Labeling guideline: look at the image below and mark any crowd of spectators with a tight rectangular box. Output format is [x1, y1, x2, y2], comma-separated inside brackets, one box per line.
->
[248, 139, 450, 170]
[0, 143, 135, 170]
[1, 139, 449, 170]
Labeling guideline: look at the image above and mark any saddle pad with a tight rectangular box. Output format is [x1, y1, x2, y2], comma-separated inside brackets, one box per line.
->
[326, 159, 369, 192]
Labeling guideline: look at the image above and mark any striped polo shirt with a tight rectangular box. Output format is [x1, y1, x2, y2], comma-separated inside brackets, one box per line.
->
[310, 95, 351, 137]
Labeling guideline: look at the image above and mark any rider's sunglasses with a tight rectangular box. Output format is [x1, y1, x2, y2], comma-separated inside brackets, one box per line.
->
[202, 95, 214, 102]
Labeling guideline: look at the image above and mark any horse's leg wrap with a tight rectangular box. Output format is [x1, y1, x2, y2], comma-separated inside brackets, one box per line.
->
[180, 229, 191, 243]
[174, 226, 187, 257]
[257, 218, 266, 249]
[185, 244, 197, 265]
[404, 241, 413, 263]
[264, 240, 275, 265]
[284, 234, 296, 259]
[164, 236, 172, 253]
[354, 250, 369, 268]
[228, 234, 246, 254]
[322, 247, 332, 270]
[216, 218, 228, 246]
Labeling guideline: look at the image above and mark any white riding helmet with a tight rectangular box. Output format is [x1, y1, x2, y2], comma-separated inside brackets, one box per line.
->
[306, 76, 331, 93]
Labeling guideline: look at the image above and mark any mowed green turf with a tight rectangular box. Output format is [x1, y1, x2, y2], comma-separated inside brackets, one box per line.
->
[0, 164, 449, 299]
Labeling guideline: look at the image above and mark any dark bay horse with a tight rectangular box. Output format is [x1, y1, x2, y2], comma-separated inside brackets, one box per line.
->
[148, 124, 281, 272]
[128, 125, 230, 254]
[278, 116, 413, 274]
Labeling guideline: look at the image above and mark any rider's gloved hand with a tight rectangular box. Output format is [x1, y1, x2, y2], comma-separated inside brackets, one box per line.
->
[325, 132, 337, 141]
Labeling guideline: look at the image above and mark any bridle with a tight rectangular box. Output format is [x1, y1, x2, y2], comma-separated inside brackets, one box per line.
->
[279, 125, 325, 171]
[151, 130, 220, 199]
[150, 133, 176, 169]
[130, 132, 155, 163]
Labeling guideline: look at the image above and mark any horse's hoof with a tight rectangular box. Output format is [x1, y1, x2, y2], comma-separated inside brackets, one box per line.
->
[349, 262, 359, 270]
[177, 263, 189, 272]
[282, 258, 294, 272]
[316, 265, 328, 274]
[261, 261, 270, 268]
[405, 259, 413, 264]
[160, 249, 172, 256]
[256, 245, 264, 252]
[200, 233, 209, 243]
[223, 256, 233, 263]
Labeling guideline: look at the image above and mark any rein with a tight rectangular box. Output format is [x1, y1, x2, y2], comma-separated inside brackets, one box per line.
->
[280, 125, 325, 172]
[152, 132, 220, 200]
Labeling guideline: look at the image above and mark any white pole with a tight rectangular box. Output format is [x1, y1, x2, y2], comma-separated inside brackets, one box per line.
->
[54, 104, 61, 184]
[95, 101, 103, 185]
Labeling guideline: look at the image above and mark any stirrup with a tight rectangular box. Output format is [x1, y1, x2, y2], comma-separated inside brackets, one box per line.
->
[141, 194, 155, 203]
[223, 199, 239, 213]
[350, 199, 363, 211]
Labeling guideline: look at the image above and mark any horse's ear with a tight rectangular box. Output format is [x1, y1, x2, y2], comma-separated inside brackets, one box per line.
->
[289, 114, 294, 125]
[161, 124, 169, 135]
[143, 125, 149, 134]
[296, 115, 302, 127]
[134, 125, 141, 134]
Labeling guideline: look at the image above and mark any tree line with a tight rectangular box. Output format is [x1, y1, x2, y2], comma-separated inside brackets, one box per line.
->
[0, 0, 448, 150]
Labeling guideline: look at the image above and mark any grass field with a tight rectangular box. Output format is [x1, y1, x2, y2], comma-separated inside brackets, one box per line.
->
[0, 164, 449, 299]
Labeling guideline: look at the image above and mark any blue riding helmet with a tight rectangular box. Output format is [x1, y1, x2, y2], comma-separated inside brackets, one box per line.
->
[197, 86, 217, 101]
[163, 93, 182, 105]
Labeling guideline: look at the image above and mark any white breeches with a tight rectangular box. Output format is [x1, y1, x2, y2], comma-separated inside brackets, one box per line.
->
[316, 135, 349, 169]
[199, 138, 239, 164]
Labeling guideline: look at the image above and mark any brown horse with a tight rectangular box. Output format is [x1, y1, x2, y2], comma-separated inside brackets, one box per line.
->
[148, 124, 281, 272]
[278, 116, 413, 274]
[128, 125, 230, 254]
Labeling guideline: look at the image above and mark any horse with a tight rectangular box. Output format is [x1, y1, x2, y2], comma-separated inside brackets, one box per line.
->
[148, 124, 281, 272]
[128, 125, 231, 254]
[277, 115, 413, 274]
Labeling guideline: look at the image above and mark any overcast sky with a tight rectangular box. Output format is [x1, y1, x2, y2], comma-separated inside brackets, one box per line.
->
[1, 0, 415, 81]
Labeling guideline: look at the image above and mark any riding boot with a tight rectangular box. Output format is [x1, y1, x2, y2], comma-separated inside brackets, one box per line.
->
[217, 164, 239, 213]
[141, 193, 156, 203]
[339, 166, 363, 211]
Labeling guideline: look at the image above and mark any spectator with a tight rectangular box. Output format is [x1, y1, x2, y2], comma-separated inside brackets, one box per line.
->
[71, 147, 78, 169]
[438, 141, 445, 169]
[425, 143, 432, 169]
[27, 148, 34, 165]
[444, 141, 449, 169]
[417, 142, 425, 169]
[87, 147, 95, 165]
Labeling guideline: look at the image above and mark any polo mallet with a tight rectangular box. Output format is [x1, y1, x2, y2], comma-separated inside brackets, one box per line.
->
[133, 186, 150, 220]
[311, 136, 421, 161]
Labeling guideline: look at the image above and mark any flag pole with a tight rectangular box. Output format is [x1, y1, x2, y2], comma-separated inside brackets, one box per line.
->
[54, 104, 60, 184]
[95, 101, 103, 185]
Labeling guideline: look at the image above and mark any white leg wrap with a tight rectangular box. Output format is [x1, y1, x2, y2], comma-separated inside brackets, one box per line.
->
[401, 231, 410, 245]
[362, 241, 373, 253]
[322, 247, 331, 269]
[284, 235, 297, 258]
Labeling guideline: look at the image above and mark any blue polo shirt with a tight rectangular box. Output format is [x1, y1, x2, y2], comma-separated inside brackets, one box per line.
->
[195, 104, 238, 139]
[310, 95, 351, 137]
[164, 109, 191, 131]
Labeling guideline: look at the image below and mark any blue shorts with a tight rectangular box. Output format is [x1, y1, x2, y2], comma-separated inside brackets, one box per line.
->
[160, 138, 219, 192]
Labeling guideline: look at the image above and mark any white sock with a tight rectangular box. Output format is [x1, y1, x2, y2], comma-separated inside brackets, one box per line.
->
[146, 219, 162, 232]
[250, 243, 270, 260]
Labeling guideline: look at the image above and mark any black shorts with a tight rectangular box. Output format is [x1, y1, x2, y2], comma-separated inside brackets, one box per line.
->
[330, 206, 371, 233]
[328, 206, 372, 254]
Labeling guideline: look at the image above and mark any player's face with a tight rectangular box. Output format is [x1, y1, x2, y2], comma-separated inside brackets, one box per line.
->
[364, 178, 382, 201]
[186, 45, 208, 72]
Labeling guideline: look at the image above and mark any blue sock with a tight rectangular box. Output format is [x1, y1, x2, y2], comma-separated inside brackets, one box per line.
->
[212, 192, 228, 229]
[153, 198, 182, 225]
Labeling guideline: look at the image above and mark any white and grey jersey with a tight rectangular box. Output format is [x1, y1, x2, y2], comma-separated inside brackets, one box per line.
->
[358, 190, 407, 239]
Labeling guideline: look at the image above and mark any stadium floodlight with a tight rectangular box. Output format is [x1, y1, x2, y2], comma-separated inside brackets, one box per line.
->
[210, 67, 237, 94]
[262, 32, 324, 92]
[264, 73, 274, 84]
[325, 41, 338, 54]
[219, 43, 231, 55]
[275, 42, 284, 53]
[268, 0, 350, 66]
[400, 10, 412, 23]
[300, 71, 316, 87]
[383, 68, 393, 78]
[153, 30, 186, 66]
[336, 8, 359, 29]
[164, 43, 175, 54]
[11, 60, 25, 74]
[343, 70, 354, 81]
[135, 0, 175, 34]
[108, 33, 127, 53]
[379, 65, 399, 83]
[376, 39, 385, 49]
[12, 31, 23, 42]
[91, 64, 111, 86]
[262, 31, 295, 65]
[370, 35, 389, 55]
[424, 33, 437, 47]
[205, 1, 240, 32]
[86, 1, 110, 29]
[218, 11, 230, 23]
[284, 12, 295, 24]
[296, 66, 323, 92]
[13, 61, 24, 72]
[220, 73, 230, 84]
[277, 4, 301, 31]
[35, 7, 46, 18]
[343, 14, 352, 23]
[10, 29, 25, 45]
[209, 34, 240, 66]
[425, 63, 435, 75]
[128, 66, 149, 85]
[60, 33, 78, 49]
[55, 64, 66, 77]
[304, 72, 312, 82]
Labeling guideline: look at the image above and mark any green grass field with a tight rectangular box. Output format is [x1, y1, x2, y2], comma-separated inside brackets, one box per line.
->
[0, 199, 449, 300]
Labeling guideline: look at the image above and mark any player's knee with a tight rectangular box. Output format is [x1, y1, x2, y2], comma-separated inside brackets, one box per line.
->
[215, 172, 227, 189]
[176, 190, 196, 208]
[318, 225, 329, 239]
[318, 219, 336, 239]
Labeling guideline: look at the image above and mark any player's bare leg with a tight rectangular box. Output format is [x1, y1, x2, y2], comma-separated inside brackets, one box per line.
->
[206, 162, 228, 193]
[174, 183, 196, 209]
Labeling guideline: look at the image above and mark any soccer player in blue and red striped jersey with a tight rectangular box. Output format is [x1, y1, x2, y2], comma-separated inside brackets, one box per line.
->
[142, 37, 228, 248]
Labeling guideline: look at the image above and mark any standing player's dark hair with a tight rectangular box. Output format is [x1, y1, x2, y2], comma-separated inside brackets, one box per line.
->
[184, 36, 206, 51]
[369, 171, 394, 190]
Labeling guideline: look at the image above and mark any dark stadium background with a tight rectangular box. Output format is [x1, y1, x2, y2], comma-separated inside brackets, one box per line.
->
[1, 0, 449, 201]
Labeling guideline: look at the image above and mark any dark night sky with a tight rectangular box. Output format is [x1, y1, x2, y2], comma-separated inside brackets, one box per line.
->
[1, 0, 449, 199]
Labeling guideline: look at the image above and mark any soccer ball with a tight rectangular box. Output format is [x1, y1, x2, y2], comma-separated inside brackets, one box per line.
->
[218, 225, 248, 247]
▬▬▬
▸ How to complete this task:
Retype only the lines running from the line with "any dark stadium" to the end of the listing, including both of those lines.

▸ Answer box:
Labeling guideline: look at the image above and mark any dark stadium background with a tight rectangular box. Output format is [x1, y1, x2, y2], comma-separated inside brackets, one box per line.
->
[1, 0, 449, 201]
Labeling guideline: look at the image above and mark any dark night sky with a tight rectangular box. Output format is [x1, y1, x2, y2], comma-separated inside brackets, one box per line.
->
[1, 0, 449, 199]
Labeling guideline: look at the image above and mark any soccer ball with a tight rectangular box. Output format is [x1, y1, x2, y2], comma-separated inside brackets, one box per line.
->
[218, 225, 248, 247]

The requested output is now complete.